▸ **Aim**
Copy the passage of the Derwent fishing thread starting at "Yep. The Derwent" and ending at "(Jun 2, 2006)", substituting "baitfish" wherever "whitebait" appears.

▸ **Selected text**
# Derwent yakkin' sea runners



## vertigrator (Jul 25, 2006)

I decided to get the yak out for the first trip of the season.

I hit the Derwent just as the fog was lifting. After the first hour I had managed to drop one fish and miss a couple of taps. But then I got another tap and my nerves had settled enough to just casually let the soft plastic drop back down with a nice long pause. And bang I'm on. It was a relief to get the first one on the board. he was a peky little blighter too with lots of tail dancing on the water. I kept on drifting and missed a few more taps and circled back a few times trying frustatingly to get a nice fat silver bullet that was busting up the whitebait. Then a bit further down I spotted one jump about 50cm out from the rushes. A few paddles and I'm in casting range. It landed perfectly. I let it sink and gave a few slow lifts and just when I thought it must have moved on, bang I'm on. A nice sized sea runner slammed the soft plastic and went ballistic. It headed towards the rushes, with the reel screaming, I started to panic but the sideways pressure kept it out then it went under the yak, then up behid it doing some leaps but finally it came to the side.

I got one more later on.

It was a nice day to be on the water, and I managed some exercise too.


----------



## aleg75 (Dec 20, 2005)

Great report! and a nice result......does the Derwent open to the sea?


----------



## PoddyMullet (Aug 29, 2005)

Nice report Vert, what a top days fishin! Ya look like you were a fair way up river, away from the maddening crowd


----------



## vertigrator (Jul 25, 2006)

aleg75 said:


> Great report! and a nice result......does the Derwent open to the sea?


Yep. The Derwent is the big river which flows from the highlands down through Hobart and into the sea. It's great to have such a good river on our doorsteps here. The lower reaches below the Tasman bridge offer good saltwater eastury fishing for flatties, salmon, snotties, squid etc. The middle reaches between the Tasman bridge and the New Norfolk offers some of the best bream fishing in Australia - the average size is about 35 cm, as well as some top notch sea run trout chasing the whitebait when they spawn. Further up there's a good supply of resident brown trout too.

Poddy I was around New Norfolk. Along with about a dozen tinnies trolling :wink:

Cheers
Vert


----------



## Garfish (Jun 2, 2006)

Great fishing!

So many great options in Tassie... number plates should read:

"TASMANIA - The Kayak State"


----------



## RedPhoenix (Jun 13, 2006)

Pointing and labeling entries:

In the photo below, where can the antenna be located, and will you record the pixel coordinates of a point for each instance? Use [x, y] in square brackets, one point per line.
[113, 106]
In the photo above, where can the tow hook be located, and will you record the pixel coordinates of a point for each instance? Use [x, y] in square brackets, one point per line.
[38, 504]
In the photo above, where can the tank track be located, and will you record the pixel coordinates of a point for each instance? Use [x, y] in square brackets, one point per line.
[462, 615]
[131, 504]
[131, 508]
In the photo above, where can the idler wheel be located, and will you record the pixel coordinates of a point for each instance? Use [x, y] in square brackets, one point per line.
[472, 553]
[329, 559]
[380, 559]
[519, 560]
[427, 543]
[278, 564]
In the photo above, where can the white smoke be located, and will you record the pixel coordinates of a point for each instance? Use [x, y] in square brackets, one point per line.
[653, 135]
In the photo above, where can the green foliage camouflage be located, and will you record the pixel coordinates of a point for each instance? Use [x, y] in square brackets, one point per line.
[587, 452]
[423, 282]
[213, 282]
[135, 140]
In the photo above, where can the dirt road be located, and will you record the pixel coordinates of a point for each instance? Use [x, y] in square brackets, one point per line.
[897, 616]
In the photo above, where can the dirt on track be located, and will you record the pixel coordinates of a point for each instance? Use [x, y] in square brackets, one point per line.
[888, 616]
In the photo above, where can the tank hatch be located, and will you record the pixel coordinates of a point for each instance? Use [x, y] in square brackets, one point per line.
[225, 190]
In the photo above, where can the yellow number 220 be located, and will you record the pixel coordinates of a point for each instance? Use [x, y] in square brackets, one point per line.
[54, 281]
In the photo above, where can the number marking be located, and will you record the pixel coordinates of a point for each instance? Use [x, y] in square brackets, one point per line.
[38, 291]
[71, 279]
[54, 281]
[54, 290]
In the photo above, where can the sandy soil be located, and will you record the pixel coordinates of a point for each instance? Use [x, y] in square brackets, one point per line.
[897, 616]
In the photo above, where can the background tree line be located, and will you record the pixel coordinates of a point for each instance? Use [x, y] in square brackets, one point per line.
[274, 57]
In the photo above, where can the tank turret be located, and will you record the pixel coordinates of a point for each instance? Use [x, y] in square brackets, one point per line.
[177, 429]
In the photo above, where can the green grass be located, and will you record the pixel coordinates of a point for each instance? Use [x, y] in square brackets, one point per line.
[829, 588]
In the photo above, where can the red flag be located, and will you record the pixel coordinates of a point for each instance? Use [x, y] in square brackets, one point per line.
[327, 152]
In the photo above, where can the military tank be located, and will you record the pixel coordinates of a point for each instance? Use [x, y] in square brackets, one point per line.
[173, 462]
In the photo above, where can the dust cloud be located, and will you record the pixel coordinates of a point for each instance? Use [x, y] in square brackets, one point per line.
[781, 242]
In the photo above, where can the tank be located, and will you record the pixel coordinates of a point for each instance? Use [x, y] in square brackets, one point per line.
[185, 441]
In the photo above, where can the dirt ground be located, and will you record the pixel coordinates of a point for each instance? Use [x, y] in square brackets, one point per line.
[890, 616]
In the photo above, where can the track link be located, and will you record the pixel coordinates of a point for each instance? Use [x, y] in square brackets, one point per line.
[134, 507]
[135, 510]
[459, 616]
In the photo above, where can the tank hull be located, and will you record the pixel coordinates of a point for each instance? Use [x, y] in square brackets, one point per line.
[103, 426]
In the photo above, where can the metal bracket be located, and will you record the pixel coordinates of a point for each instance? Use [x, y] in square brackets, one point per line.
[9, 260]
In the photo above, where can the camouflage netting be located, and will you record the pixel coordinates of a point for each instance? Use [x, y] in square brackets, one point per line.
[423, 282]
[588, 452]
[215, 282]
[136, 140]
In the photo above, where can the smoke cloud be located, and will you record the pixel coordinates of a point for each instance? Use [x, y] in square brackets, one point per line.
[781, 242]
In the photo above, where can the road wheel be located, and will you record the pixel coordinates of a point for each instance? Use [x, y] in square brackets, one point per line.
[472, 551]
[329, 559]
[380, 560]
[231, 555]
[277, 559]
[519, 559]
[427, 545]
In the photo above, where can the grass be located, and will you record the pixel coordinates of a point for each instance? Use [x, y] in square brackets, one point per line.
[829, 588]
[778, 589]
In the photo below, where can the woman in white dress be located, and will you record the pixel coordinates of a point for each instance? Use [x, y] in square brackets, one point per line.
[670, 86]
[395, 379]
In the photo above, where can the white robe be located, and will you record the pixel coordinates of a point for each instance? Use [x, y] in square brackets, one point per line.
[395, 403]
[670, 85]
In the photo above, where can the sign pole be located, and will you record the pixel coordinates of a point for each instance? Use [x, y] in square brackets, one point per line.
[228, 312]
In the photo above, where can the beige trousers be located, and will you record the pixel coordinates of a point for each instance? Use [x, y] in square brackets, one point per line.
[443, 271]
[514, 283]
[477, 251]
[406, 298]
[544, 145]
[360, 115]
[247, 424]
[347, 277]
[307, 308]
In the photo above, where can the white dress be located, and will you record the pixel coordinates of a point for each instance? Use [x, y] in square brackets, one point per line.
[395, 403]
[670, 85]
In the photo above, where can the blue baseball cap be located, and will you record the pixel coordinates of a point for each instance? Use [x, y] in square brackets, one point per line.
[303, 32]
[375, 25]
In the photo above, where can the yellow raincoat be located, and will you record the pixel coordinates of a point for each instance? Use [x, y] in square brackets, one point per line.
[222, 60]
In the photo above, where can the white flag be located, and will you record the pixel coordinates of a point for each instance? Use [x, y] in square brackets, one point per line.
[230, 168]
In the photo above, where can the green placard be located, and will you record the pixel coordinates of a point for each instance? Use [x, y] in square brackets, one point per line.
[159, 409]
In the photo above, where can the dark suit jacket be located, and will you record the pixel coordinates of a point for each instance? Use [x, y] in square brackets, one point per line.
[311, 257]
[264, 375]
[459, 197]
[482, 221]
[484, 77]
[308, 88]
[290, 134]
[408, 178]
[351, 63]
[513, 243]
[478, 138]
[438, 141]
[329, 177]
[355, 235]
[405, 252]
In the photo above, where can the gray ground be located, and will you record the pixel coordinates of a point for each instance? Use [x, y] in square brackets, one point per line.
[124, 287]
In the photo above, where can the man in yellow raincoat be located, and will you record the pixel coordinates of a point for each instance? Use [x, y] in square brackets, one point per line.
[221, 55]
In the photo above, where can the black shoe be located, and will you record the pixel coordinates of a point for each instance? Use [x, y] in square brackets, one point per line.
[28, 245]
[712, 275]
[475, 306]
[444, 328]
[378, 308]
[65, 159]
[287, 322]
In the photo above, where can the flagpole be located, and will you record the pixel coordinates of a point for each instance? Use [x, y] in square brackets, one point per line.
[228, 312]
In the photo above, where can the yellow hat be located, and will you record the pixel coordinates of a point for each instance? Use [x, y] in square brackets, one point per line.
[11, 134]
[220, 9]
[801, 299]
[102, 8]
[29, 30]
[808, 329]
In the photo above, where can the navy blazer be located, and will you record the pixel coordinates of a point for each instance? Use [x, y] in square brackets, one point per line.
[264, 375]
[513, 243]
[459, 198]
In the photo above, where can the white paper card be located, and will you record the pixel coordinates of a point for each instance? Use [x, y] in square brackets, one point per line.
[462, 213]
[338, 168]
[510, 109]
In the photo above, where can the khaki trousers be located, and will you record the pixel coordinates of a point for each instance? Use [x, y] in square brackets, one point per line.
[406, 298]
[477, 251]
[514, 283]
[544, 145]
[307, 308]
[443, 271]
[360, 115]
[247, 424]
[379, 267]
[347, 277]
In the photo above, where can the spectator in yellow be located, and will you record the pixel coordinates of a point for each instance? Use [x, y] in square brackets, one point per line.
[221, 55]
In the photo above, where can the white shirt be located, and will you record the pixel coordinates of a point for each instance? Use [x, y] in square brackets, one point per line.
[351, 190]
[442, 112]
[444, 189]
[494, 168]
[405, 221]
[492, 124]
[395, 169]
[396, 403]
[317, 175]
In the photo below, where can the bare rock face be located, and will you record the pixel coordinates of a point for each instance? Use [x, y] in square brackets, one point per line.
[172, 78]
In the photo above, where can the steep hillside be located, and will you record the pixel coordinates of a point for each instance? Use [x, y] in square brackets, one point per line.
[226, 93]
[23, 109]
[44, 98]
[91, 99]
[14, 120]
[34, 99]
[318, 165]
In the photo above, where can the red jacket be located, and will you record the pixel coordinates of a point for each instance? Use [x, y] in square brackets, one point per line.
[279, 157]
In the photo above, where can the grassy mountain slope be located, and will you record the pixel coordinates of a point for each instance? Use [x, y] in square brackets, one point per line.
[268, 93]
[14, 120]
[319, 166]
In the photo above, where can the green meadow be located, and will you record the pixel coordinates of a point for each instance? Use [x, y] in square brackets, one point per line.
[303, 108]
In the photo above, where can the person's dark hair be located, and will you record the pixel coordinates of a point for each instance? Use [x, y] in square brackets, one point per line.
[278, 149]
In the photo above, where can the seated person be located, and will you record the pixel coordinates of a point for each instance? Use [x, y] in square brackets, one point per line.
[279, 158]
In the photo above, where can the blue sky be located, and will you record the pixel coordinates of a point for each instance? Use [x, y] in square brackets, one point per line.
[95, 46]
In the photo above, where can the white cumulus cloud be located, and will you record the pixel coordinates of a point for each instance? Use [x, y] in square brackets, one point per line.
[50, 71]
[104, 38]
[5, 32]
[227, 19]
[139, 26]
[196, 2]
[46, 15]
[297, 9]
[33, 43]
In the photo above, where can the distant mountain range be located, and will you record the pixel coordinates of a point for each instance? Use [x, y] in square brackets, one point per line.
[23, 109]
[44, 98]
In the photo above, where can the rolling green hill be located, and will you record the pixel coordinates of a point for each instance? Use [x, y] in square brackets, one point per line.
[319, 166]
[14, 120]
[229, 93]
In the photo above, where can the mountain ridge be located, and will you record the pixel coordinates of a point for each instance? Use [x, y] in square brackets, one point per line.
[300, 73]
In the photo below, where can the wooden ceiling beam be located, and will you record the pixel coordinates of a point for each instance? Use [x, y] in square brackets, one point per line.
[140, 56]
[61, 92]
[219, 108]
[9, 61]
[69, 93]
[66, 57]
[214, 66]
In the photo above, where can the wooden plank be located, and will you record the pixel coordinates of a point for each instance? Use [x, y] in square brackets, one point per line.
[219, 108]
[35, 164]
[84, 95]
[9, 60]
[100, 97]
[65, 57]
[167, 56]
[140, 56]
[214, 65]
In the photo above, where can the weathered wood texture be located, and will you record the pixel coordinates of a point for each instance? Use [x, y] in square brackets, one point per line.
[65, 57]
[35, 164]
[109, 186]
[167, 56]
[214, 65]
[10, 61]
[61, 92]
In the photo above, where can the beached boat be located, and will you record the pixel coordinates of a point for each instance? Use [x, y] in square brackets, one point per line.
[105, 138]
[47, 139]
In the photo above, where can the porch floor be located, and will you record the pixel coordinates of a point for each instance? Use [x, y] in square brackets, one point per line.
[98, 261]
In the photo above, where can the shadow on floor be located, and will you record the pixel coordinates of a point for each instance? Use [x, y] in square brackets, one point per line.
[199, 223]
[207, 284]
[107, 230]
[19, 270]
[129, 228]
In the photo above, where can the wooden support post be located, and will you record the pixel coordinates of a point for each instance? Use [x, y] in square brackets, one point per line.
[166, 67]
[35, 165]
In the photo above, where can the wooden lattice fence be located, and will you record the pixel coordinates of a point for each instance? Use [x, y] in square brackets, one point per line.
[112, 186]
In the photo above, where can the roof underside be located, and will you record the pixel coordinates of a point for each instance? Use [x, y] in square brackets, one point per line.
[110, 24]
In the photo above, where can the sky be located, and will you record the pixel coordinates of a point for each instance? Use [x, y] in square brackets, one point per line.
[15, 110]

▸ **Completed task**
Yep. The Derwent is the big river which flows from the highlands down through Hobart and into the sea. It's great to have such a good river on our doorsteps here. The lower reaches below the Tasman bridge offer good saltwater eastury fishing for flatties, salmon, snotties, squid etc. The middle reaches between the Tasman bridge and the New Norfolk offers some of the best bream fishing in Australia - the average size is about 35 cm, as well as some top notch sea run trout chasing the baitfish when they spawn. Further up there's a good supply of resident brown trout too.

Poddy I was around New Norfolk. Along with about a dozen tinnies trolling :wink:

Cheers
Vert


----------



## Garfish (Jun 2, 2006)